Description of the task =>
Recast everything from the line containing "Detect all instances of jersey sponsor logo." down to the line containing "[88,38,196,110]" as a two-column CSV with the headers text and answer. Give one row for each "Detect all instances" line together with the coordinates beneath it, quoting both fields and turning any line breaks into spaces.

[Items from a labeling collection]
'''
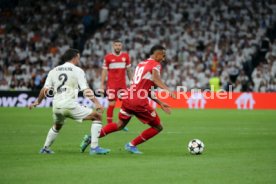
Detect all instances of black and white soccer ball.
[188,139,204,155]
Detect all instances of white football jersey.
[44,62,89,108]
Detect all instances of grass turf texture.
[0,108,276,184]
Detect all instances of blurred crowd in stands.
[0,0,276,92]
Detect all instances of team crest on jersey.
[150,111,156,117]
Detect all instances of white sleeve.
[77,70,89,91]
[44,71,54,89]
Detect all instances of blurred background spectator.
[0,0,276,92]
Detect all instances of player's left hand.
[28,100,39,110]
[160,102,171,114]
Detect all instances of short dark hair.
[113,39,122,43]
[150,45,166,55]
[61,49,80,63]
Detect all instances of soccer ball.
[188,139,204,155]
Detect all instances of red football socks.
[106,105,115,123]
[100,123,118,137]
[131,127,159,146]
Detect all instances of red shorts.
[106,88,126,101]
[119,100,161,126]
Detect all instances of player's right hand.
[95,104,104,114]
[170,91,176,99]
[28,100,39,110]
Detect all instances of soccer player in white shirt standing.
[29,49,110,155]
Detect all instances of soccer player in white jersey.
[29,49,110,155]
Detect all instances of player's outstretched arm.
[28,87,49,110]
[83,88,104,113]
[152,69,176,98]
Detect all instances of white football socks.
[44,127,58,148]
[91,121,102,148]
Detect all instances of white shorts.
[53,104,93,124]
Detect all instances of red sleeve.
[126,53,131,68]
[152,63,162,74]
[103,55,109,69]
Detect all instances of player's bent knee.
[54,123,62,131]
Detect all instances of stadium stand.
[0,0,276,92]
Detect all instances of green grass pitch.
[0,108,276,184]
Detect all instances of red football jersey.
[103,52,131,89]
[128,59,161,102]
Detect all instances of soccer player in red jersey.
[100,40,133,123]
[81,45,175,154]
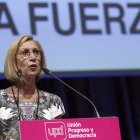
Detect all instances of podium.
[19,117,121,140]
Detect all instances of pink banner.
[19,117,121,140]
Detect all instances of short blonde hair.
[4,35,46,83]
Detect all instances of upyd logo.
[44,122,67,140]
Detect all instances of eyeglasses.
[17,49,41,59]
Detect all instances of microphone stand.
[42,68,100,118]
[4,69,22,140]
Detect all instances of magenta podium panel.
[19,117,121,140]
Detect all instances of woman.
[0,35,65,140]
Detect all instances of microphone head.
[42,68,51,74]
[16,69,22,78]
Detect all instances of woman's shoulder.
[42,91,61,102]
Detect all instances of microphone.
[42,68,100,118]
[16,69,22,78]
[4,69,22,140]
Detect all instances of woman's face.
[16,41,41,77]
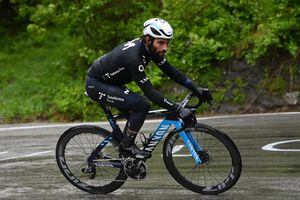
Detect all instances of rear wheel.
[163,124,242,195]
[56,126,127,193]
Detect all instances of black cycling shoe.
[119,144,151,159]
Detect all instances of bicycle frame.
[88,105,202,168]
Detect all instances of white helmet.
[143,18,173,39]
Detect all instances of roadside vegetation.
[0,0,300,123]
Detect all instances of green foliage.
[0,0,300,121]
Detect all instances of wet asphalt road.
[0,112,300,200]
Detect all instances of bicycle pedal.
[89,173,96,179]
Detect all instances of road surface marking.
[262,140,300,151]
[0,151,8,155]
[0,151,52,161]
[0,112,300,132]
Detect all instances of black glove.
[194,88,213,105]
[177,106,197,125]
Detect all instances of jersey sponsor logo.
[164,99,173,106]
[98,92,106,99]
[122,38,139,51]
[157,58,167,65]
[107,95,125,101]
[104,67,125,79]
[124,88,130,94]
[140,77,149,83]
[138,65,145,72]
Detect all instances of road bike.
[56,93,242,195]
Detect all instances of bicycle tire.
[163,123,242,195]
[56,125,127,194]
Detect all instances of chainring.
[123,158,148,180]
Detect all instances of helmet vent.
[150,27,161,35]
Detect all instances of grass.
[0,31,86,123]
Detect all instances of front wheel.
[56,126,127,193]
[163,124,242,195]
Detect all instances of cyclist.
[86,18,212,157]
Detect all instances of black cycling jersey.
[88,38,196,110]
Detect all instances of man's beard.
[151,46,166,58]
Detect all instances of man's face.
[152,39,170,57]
'''
'''
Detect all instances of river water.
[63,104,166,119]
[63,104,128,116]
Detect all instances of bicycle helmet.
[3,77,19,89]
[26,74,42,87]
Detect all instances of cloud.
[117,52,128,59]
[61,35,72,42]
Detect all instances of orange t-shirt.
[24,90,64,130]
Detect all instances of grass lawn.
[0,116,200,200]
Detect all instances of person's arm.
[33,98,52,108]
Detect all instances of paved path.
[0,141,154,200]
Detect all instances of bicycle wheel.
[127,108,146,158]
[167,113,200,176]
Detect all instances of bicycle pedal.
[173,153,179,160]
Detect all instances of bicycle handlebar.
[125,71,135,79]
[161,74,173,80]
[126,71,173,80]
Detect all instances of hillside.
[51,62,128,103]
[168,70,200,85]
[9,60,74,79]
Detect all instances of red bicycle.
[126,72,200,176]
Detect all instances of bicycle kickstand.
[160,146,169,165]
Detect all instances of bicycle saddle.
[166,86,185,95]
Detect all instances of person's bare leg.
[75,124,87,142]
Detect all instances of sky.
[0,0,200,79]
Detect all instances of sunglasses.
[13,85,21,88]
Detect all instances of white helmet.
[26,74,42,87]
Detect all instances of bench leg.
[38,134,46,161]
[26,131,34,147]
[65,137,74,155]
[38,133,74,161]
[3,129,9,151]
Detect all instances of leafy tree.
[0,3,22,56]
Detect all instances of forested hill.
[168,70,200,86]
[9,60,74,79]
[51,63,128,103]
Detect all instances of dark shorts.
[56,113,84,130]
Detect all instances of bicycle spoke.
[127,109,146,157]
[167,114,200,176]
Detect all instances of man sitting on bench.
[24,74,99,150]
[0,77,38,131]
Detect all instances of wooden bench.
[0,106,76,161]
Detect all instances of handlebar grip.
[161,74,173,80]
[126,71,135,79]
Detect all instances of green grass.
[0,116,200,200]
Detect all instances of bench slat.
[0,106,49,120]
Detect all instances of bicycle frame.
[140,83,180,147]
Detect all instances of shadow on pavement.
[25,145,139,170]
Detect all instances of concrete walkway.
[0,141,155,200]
'''
'''
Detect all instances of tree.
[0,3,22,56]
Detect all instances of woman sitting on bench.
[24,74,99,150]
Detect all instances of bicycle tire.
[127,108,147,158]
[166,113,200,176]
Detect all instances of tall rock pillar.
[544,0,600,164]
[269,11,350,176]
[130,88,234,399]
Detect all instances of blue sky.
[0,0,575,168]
'''
Complete response =>
text,answer
"Detect all instances of jersey sponsor logo.","[164,99,173,106] [98,92,106,99] [122,38,139,51] [157,58,167,65] [107,95,125,101] [104,67,125,79] [124,88,130,94] [140,77,149,83] [138,65,145,72]"
"Detect all instances of road bike.","[56,93,242,195]"
"Detect all instances of bicycle tire.","[163,123,242,195] [56,125,127,194]"
"Detect all instances of chainring.","[123,158,148,180]"
"Detect all instances of helmet vent.","[150,27,161,35]"
"Detect all instances of grass.","[0,31,86,123]"
"Detect all instances of front wheel.","[56,126,127,193] [163,124,242,195]"
"Detect all instances of cyclist.","[86,18,212,157]"
"Detect all instances of black cycling jersey.","[88,38,196,110]"